→ TEXT BLOCK:

What You'll Learn In this guide you'll learn what kind of insurance you'll need as a personal trainer and where to find it at a reasonable price.
Why it's Important A lot of new personal trainer don't often realise how serious an unforeseen event could damage their fitness business and more importantly, their reputation. A client taking legal action over the quality of your service, an injury to a client during a training session because of your negligence or the theft of expensive training equipment could cost your business thousands of pounds.
What Kind Of Personal Trainer Insurance Do You Need?
The most important factor when choosing your personal trainer business insurance policy is to understand which cover you need. There are loads of options to choose from and it's simply a case of picking the right insurance to suit your fitness business.
Most start up PT's choose to get Public Liability Insurance cover and then add on optional extras to protect against accidents in boot camps or while working with children.
What personal trainer insurance you need will very much depend on what you do. Most personal trainer insurance providers will guide you through the process of choosing the right cover for you online. Throughout the quote process you will usually be provided with more information about each of the cover products.
There are four key risks that you’ll want to insure against as a personal trainer:
If you’ve ever indulged in a mid-week duvet day, you’ll not only know of the horror that is daytime television, but you’ll also know that there are lawyers hiding behind every ambulance and every “wet floor” sign, just desperate to ensure that Joe Public gets the compensation he deserves from that “trip, slip or fall”.
Negligence claims are big business and your public liability policy is your financial safety-net against today’s compensation culture.

→ DATA FOR THE TASK:
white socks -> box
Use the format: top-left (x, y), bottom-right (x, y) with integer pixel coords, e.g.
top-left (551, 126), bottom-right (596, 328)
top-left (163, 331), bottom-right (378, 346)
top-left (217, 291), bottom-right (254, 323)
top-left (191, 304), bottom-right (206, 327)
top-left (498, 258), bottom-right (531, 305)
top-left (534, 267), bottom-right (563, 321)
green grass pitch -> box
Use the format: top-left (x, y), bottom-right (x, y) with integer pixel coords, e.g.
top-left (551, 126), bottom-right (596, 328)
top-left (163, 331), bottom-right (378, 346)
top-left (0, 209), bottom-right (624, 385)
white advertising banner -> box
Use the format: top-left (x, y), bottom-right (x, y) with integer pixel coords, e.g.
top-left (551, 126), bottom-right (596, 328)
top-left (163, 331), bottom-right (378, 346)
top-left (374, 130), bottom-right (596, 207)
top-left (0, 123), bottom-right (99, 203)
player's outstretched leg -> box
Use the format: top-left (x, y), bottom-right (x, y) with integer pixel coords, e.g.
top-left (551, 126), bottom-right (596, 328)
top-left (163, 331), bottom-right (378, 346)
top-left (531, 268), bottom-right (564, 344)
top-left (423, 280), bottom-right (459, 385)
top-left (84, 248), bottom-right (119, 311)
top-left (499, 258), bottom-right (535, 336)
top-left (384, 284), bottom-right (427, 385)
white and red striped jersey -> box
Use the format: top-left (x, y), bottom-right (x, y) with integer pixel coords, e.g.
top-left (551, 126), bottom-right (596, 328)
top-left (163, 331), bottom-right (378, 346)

→ TASK INSTRUCTIONS:
(1) Translate this sentence from the personal trainer insurance guide into Spanish: "Negligence claims are big business and your public liability policy is your financial safety-net against today’s compensation culture."
(2) Turn the lines of the records between the line holding "white advertising banner -> box" and the line holding "top-left (0, 123), bottom-right (99, 203)", inclusive, into a JSON list of strings, one string per line and no entries for blank lines.

→ SOLUTIONS BELOW:
(1) Las reclamaciones por negligencia son un gran negocio y tu póliza de responsabilidad civil es tu red de seguridad financiera frente a la cultura de la compensación actual.

(2)
[
  "white advertising banner -> box",
  "Use the format: top-left (x, y), bottom-right (x, y) with integer pixel coords, e.g.",
  "top-left (551, 126), bottom-right (596, 328)",
  "top-left (163, 331), bottom-right (378, 346)",
  "top-left (374, 130), bottom-right (596, 207)",
  "top-left (0, 123), bottom-right (99, 203)"
]